Excerpt provided
********************
The recent death of Abigail Thernstrom, 83, my friend and longtime colleague at the Manhattan Institute, prompts reflection on the amazing trajectory of her political life. Thernstrom was raised in a New York suburb by parents who were Communist Party members, and she attended the Little Red School House high school. She transitioned to an illustrious scholarly career, culminating in America in Black and White: One Nation, Indivisible, coauthored with her historian husband, Stephan. The Thernstroms’ 1997 book was a revealing and dispassionate overview of racial progress and problems in the U.S., but also a rebuke of Communism and the tactics that the party pursued during her childhood.
During Abby’s youth—for a time, spent on a collective farm—Communist propaganda and strategy was suffused with race-related themes, from the Party’s “self-determination” campaign in the South’s Black Belt to its nomination of James W. Ford, the son of an Alabama mine worker, as its 1932 vice presidential candidate. Meantime, the brilliant propaganda art of Hungarian-born Hugo Gellert featured the first poster images of a noose around the neck of a lynching victim. (Gellert also painted the first poster of the peace dove that became a central part of Vietnam War protests.) The Party took up the cause of the Scottsboro Boys, nine black Alabama teenagers falsely accused of raping two white women in a railroad car. And it was the Party, along with the NAACP, that successfully appealed their convictions, ultimately overturned by the Supreme Court due to the lack of African-American representation in the jury pool.
The Party wasn’t wrong about racial injustice, but Communists, whether in mass rallies or the pages of the Daily Worker, used race as a cudgel against capitalism, writ large. Blacks were long the most oppressed by America’s economic system. This necessitated change—root and branch. Civil rights laws were mere Band-Aids. That would be the message of Communism’s cultural spear-carriers such as Pete Seeger, who not only sang “We Shall Overcome” but also “The Banks Are Made of Marble,” which tells the story of financiers auctioning the foreclosed home of a “weary farmer,” while “the banks are made of marble / with a guard at every door.” Or Paul Robeson, who not only sang “Ole Man River” and “Songs of Freedom” but also died an expatriate in Moscow.
It was this use of racism as a case-closed argument against capitalism that Abby, and Steve, would ultimately reject. She never turned her back on concern for African-Americans, but she questioned—and then disproved—the Left’s critique, so persistent today. America in Black and White combined an unblinking narrative account of Jim Crow in the South and racist social attitudes in the North with an equally clear-eyed story of blacks’ breathtaking postwar economic progress.
********************
Input data
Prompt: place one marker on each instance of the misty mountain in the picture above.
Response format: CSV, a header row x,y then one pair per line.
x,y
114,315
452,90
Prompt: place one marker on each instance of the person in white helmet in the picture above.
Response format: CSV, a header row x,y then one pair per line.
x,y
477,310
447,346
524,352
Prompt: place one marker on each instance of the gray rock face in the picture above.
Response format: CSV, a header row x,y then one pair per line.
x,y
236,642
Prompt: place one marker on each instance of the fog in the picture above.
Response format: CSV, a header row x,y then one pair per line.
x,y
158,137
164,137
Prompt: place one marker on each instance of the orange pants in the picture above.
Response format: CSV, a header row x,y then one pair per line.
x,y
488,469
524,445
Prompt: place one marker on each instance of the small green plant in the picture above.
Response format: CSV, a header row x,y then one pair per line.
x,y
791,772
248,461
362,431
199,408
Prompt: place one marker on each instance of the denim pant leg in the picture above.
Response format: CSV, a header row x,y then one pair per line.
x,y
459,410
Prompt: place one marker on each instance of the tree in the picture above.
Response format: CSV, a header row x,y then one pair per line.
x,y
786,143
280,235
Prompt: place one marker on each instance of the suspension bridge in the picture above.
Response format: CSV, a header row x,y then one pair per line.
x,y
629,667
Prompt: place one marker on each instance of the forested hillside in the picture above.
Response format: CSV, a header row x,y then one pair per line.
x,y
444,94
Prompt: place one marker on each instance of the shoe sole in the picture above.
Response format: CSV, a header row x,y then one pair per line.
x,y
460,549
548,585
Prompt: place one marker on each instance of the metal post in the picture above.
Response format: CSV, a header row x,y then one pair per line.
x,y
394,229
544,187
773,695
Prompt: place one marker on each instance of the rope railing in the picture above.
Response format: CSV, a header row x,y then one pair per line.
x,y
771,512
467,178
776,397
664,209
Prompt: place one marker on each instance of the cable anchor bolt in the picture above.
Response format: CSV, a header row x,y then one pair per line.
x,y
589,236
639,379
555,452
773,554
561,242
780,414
********************
Explore the material
**a.** Shorten the paragraph of the piece about Abigail Thernstrom that begins "It was this use of racism," keeping its main facts.
**b.** In the piece about Abigail Thernstrom, whom did the Communist Party nominate as its 1932 vice presidential candidate?
**c.** Copy the piece about Abigail Thernstrom word for word, between "It was this" and "postwar economic progress.", inclusive.
The material above has nothing to do with the piece about Abigail Thernstrom.

Results by task
**a.** Abby and Steve Thernstrom came to reject the use of racism as a final argument against capitalism. She kept caring about African-Americans but questioned, and then disproved, the Left's critique, which persists today. Their book America in Black and White paired a frank account of Jim Crow in the South and racist attitudes in the North with an equally clear account of blacks' remarkable postwar economic progress.

**b.** James W. Ford, the son of an Alabama mine worker.

**c.**
It was this use of racism as a case-closed argument against capitalism that Abby, and Steve, would ultimately reject. She never turned her back on concern for African-Americans, but she questioned—and then disproved—the Left’s critique, so persistent today. America in Black and White combined an unblinking narrative account of Jim Crow in the South and racist social attitudes in the North with an equally clear-eyed story of blacks’ breathtaking postwar economic progress.